(Assignment): Exactly the lines from the opening of the records through the line containing "For every matched" should be copied, with both included.

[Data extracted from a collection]
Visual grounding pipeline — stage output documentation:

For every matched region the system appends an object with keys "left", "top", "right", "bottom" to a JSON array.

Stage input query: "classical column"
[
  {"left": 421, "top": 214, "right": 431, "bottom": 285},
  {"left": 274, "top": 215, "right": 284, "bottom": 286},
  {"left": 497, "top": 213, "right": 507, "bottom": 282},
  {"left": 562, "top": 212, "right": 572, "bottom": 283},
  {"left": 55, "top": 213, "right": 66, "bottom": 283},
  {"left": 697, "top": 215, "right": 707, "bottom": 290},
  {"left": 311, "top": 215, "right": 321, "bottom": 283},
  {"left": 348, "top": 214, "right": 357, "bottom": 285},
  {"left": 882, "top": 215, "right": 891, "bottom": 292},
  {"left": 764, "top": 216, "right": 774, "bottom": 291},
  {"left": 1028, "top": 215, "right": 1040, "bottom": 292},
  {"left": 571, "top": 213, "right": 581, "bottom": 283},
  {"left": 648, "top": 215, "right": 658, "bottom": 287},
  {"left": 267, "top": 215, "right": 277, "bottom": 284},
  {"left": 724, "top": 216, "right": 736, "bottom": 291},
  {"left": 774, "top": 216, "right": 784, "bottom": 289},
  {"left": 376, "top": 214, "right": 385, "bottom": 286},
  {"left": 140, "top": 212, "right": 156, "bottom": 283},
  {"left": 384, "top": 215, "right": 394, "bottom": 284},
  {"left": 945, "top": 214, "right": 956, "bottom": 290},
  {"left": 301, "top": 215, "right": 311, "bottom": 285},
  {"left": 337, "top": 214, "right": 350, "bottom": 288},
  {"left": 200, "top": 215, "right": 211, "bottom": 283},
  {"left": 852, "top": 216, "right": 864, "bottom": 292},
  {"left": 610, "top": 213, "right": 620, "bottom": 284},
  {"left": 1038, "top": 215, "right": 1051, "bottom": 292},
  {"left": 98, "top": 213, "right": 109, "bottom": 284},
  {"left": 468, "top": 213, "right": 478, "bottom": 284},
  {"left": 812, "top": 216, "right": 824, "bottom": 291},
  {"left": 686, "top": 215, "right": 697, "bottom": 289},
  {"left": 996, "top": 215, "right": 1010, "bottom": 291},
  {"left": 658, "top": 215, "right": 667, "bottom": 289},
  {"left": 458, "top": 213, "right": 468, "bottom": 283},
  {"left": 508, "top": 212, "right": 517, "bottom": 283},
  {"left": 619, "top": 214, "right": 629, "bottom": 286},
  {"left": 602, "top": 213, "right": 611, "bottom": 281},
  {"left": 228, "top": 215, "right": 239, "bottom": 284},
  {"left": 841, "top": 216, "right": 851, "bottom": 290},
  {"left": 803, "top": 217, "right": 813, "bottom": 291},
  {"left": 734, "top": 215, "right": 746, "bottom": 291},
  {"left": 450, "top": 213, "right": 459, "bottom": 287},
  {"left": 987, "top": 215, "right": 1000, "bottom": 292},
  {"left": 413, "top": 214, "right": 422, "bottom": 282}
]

(Exercise response):
Visual grounding pipeline — stage output documentation:

For every matched region the system appends an object with keys "left", "top", "right", "bottom" to a JSON array.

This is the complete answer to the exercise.